I breathed deeply and purely over and over again, calming down with each breathe, with the gentle pressure of the woman’s hands.
I felt myself let go.
I felt this huge dark heaviness rise up from out of my being and evaporate around me.
I felt cleansed. I felt free. I felt connected to the person I really am under all the layers of grief and bullshit. I felt awake and in tune in a way I have never experienced.

The woman then just held me gently as I breathed.

We sat that way for a little while.

Then she came around the front, gently pressed her hands along my forehead from the center out. We looked at each other – really looked – deeply and with purity – into each others eyes. I felt incredibly connected to her. And I felt joyful. Peaceful. Balanced.

“Thank you” I said.

She acknowledged me with her eyes, then slowly got up and walked away.

I don’t know her name, I have no idea who she is or why she came to me so spontaneously and openly. That beautiful woman who I don’t know and will never see again gave me the most precious gift. She healed me, released me, made me feel whole again.

Jonny looked at me quizzically; he had watched the whole thing.
“Are you ok?” He asked.
I smiled back at him.
“I feel good baby. I actually feel really really good.”

And I do.

Everything feels different now, more centered, more balanced. There has been a huge shift deep in my core since that woman came to me in the temple that day. It was life altering and beautiful. And I will be forever grateful for her.

-------------------------

TASK STATEMENT: Copy the stretch from "I felt cleansed." through "have never experienced." of the temple healing account, word for word.

-------------------------

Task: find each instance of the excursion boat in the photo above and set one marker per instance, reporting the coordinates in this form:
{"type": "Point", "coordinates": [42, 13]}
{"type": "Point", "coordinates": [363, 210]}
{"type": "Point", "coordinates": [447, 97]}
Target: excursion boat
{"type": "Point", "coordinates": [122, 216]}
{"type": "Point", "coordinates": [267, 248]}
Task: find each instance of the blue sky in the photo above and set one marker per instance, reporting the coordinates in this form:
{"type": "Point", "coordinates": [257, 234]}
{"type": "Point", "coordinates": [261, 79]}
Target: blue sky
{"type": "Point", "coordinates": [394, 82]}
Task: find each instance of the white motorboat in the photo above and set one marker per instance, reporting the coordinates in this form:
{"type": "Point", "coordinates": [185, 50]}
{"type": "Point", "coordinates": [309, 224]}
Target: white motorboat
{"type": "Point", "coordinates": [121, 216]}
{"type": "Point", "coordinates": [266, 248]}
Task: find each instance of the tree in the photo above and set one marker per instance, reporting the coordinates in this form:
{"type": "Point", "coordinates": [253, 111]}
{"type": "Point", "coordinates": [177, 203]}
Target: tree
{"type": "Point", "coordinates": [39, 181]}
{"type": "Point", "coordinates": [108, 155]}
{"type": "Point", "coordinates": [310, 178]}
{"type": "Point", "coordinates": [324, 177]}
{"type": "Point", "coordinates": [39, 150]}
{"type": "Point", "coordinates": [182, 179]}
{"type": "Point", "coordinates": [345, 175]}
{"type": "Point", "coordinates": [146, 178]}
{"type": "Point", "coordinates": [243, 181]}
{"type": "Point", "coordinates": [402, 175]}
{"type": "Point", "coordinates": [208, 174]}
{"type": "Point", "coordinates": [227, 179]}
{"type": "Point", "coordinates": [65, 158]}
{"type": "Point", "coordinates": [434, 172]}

-------------------------

WRITTEN SOLUTION:
I felt cleansed. I felt free. I felt connected to the person I really am under all the layers of grief and bullshit. I felt awake and in tune in a way I have never experienced.